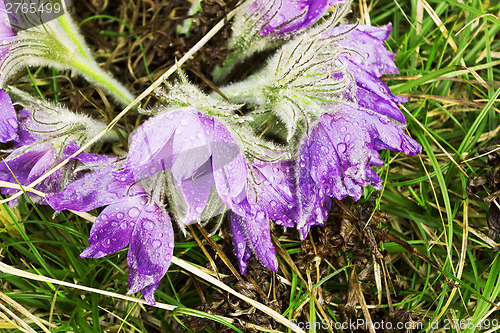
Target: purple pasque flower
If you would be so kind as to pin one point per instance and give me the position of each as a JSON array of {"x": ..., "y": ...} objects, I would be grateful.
[
  {"x": 272, "y": 190},
  {"x": 206, "y": 163},
  {"x": 367, "y": 59},
  {"x": 44, "y": 143},
  {"x": 335, "y": 158},
  {"x": 132, "y": 217},
  {"x": 263, "y": 24},
  {"x": 279, "y": 17},
  {"x": 8, "y": 120}
]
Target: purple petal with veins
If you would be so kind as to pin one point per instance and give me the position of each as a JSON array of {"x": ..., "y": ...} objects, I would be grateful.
[
  {"x": 241, "y": 247},
  {"x": 8, "y": 118},
  {"x": 279, "y": 17},
  {"x": 257, "y": 232},
  {"x": 151, "y": 250},
  {"x": 95, "y": 189},
  {"x": 313, "y": 204},
  {"x": 274, "y": 191}
]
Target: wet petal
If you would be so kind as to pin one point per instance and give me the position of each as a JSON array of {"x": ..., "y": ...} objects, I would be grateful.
[
  {"x": 274, "y": 190},
  {"x": 241, "y": 247},
  {"x": 21, "y": 162},
  {"x": 191, "y": 144},
  {"x": 150, "y": 252},
  {"x": 8, "y": 118},
  {"x": 365, "y": 47},
  {"x": 258, "y": 236},
  {"x": 283, "y": 16},
  {"x": 113, "y": 227},
  {"x": 95, "y": 189},
  {"x": 314, "y": 205},
  {"x": 151, "y": 149},
  {"x": 85, "y": 158},
  {"x": 229, "y": 167}
]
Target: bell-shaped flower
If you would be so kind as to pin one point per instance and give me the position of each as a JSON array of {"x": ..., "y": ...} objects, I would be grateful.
[
  {"x": 47, "y": 136},
  {"x": 335, "y": 157},
  {"x": 324, "y": 66},
  {"x": 206, "y": 163},
  {"x": 38, "y": 40},
  {"x": 132, "y": 217}
]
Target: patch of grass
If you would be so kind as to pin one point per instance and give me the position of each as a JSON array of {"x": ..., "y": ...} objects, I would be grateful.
[{"x": 416, "y": 254}]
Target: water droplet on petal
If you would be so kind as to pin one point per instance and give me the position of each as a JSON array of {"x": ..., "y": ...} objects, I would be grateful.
[
  {"x": 148, "y": 225},
  {"x": 134, "y": 212}
]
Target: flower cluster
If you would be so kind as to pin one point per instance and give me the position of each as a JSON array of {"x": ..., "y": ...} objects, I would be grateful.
[{"x": 200, "y": 156}]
● ● ● ● ● ● ●
Copy all of the lines above word for word, and leave the pictures out.

Solved problem:
Target: purple pasque flower
If you would be so kind as to pin one point per instance and give me the position of each as a JSON array of {"x": ..., "y": ...} objects, I would be grateful.
[
  {"x": 272, "y": 190},
  {"x": 206, "y": 163},
  {"x": 367, "y": 59},
  {"x": 44, "y": 143},
  {"x": 335, "y": 158},
  {"x": 132, "y": 217},
  {"x": 263, "y": 24},
  {"x": 279, "y": 17},
  {"x": 8, "y": 120}
]
Target: purple petal with veins
If you would be so kind as to pin one point per instance and give me the position of each as a JSON array of {"x": ..., "y": ...} objects, I would be grateful.
[
  {"x": 241, "y": 247},
  {"x": 8, "y": 118},
  {"x": 279, "y": 17},
  {"x": 257, "y": 232},
  {"x": 151, "y": 250},
  {"x": 95, "y": 189},
  {"x": 313, "y": 204},
  {"x": 274, "y": 191}
]
Target: wet petal
If you would be so kind as to pin one point per instance and give me the position of each as a JSON array of {"x": ..., "y": ...} objects, I would be grateful.
[
  {"x": 274, "y": 190},
  {"x": 241, "y": 247},
  {"x": 21, "y": 162},
  {"x": 191, "y": 144},
  {"x": 150, "y": 252},
  {"x": 8, "y": 118},
  {"x": 365, "y": 47},
  {"x": 258, "y": 236},
  {"x": 283, "y": 16},
  {"x": 113, "y": 227},
  {"x": 95, "y": 189},
  {"x": 314, "y": 205},
  {"x": 151, "y": 149},
  {"x": 85, "y": 158},
  {"x": 229, "y": 167}
]
Target: bell-shaped flower
If you would be so kind as to pin one point per instance and give me the position of each as a JSON array of {"x": ..., "y": ...} objects, I would be grateful.
[
  {"x": 47, "y": 136},
  {"x": 335, "y": 157},
  {"x": 324, "y": 66},
  {"x": 206, "y": 163},
  {"x": 38, "y": 40},
  {"x": 132, "y": 217}
]
Target: patch of grass
If you would be so kind as to pin one point per instance and give me the position of each as a JSON array of {"x": ..., "y": ...} objects, I would be grateful.
[{"x": 416, "y": 254}]
Target: water droplet on petal
If you would be so kind as to pin one point per instance and give me the position of each as a JSON array of {"x": ..., "y": ...} objects, I would be grateful.
[
  {"x": 148, "y": 225},
  {"x": 134, "y": 212}
]
Target: flower cluster
If you would be so kind as to pin one point per instance and give me the position of each as a JSON array of {"x": ..., "y": ...} objects, I would be grateful.
[{"x": 200, "y": 156}]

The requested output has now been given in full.